Provided text
[start]

With the pretty comes the ugly, or at least the stuff we are looking to improve.  Here are some of our bigger scars, and the steps we are taking to heal them.

  • We like to get out and meet people at events.  What better way to make friends than to get out to shake hands and kiss babies.  (Naked truth: no babies kissed yet in the official course of business.)  While some of our events are local, many require significant travel.  We often wonder if the emissions from a cross-country flight or 1,000-mile roundtrip drive offset the benefit of a trash run at a race.  We have taken a couple steps to minimize our need for travel.  First, we are establishing a network of trash running groups and community organizers across the country.  This allows us to continue this great activity without distant travel from Atayne HQ.  Second, we are shifting our primary sales channel from events to our website.  This will greatly lessen our dependence on travel to sell our products.

[end]

Recorded information
[start]

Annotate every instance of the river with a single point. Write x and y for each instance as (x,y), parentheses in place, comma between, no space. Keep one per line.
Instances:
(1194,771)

[end]

Exercise 1
Copy out every sentence in the passage on travel to events that begins with the word "We."
Exercise 2
Pick up the passage on travel to events right after its last sentence and keep writing.

Right answer 1
We like to get out and meet people at events.
We often wonder if the emissions from a cross-country flight or 1,000-mile roundtrip drive offset the benefit of a trash run at a race.
We have taken a couple steps to minimize our need for travel.

Right answer 2
  • Along the same vein, I really do prefer to meet people face-to-face (and am a less than enthusiastic phone talker) during the course of business.  So I personally do more driving to meetings than I probably should.  How I’m working on this? I drive a Honda Civic hybrid. And when I can, I will bike, walk, or take public transportation.  And at some point, I would love to start doing more video meetings, when more people get the tools (like a Skype-cam).
  • While the cutting and sewing of our garments occurs at a manufacturer in Canada (fabrics are produced in US), it does not meet our definition of localized manufacturing.  We are now talking with a manufacturer in Allentown, PA that is providing jobs in an area that desperately needs them.  Not only has the Lehigh Valley been devastated by the loss of steel related jobs, the region has lost thousands of garment industry jobs as other companies moved production overseas.  We’ll continue to explore manufacturing options to reduce the miles that Atayne products tread before getting to your door.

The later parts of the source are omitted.